**Direction 1**.
In the records below, reproduce the lines from the one containing "Reviewer note: check that every instance of the white planter" through the end of the records, inclusive, with nothing else.

**Text passage**.
+ + + + +

“He Went All the Way”
Murray Kempton
Mose
Wright, making a formation no white man in his county really believed he would
dare to make, stood on his tiptoes to the full limit of his sixty-four years
and his five feet three inches yesterday, pointed his black, workworn finger
straight at the huge and stormy head of J. W. Milam and swore that this was the
man who dragged fourteen-year-old Emmett Louis Till out of his cottonfield
cabin the night the boy was murdered.
“There
he is,” said Mose Wright. He was a black pigmy standing up to a white ox. J. W.
Milam leaned forward, crooking a cigaret in a hand that seemed as large as Mose
Wright’s whole chest, and his eyes were coals of hatred.
Mose
Wright took all their blast straight in his face, and then, for good measure,
turned and pointed that still unshaking finger at Roy Bryant, the man he says
joined Milam on the night-ride to seize young Till for the crime of whistling
suggestively at Bryant’s wife in a store three miles away and three nights
before.

+ + + + +

**Rows**.
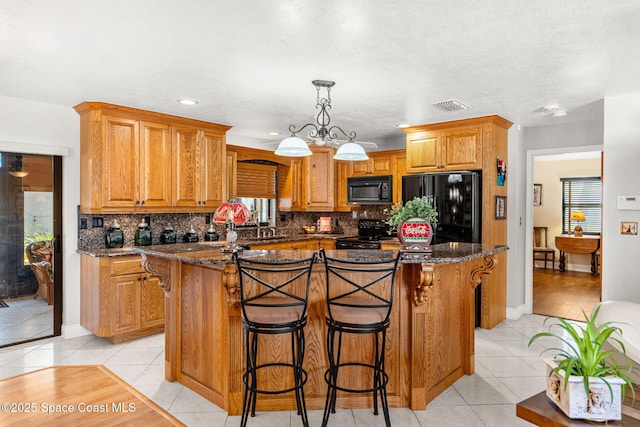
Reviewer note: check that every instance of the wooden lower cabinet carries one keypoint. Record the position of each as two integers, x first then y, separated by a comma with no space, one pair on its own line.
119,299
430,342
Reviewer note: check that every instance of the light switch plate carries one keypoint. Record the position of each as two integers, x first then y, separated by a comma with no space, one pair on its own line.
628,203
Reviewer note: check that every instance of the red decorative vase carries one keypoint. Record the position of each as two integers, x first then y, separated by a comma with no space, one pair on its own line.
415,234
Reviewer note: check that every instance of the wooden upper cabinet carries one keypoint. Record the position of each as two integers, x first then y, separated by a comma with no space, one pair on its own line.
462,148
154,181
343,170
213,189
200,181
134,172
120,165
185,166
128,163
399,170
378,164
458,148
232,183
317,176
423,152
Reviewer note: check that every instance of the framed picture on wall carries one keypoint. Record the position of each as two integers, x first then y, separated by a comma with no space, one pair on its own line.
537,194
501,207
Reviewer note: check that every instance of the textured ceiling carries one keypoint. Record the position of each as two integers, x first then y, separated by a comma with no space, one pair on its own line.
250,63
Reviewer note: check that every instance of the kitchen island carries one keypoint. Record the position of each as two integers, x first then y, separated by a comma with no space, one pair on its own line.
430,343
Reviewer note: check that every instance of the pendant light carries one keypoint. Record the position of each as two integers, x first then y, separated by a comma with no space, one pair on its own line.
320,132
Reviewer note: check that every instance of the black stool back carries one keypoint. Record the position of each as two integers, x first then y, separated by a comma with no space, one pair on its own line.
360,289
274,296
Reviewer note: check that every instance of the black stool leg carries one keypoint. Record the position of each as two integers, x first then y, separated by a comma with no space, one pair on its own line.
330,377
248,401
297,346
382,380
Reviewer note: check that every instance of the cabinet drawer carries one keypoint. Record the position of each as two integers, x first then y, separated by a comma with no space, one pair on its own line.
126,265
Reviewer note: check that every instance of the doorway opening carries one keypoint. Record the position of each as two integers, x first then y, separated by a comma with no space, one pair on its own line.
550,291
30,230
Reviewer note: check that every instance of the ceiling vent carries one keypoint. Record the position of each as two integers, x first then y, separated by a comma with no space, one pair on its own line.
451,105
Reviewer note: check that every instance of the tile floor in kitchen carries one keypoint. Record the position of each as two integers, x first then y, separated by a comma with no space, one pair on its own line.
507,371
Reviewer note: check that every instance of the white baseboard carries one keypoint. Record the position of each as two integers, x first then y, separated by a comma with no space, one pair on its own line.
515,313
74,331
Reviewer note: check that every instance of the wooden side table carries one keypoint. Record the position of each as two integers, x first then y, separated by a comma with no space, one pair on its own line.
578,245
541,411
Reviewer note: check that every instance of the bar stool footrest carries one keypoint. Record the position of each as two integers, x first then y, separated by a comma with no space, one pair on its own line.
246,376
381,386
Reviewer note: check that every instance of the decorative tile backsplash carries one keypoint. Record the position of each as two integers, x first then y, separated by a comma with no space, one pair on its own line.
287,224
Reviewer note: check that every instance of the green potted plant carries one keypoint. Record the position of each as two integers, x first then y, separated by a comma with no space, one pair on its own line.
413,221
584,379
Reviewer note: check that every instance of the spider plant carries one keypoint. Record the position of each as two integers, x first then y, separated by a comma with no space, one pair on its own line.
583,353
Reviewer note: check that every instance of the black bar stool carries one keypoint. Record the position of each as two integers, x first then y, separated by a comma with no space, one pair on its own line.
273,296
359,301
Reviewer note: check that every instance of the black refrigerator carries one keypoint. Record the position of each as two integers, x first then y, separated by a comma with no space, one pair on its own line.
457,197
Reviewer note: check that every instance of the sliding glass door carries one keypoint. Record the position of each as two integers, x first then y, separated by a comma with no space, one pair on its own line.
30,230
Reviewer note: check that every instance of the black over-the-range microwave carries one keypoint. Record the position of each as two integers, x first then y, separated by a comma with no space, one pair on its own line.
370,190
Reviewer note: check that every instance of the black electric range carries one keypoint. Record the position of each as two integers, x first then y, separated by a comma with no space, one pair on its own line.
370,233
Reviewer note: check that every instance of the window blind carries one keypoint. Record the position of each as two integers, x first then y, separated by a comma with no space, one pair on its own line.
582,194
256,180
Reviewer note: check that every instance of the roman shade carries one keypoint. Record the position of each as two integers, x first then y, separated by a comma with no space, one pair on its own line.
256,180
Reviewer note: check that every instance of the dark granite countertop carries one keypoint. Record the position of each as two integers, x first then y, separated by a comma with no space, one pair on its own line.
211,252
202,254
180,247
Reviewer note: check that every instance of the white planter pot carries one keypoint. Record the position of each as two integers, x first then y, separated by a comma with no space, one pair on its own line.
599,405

+ + + + +

**Direction 2**.
Answer these questions using the passage about Mose Wright:
(a) How many years old was Mose Wright?
(b) How old was Emmett Louis Till?
(c) How far away was the store where the whistling took place?

**Correct output 1**.
Reviewer note: check that every instance of the white planter pot carries one keypoint. Record the position of each as two integers, x first then y, separated by a comma with no space, one pair on its own line.
599,405

**Correct output 2**.
(a) Sixty-four
(b) Fourteen
(c) Three miles